## PROBLEM DESCRIPTION
Edit everything from the start of the records down through the line containing "180], [255, 186]]" by replacing "marble column" with "stone pillar", and give those lines again with nothing else changed.

start INPUT MATERIAL

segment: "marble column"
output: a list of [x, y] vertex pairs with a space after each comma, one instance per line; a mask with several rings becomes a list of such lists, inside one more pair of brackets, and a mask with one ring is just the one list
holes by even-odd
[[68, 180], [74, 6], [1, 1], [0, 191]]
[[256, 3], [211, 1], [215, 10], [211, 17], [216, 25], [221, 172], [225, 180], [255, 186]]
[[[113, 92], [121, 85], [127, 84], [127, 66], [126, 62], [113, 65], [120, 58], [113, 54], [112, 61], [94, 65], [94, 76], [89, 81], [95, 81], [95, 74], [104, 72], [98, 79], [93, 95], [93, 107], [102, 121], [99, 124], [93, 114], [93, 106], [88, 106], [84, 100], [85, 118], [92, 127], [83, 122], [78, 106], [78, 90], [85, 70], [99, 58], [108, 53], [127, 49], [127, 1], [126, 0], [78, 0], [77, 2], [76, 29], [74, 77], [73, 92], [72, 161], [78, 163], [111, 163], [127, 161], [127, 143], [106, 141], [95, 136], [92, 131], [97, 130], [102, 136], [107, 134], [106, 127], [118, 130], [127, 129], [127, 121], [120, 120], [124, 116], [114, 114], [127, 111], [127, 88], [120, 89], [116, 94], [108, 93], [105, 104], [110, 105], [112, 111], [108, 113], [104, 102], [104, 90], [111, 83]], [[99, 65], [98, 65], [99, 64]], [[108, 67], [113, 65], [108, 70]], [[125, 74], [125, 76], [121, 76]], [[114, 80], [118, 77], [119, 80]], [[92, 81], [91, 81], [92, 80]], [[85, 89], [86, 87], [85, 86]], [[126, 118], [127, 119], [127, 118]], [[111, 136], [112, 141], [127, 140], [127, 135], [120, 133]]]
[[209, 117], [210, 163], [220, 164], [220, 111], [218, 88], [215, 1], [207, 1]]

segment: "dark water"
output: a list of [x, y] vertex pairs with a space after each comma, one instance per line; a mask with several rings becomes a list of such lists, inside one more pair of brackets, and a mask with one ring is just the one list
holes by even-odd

end INPUT MATERIAL

## CORRECT OUTPUT
segment: "stone pillar"
output: a list of [x, y] vertex pairs with a space after each comma, one instance per line; a mask with several rings becomes a list of such lists, inside one more pair of brackets, and a mask with one ring is just the one list
holes by even-odd
[[68, 180], [74, 6], [1, 1], [0, 191]]
[[256, 3], [211, 1], [215, 10], [211, 17], [216, 25], [221, 172], [225, 180], [255, 186]]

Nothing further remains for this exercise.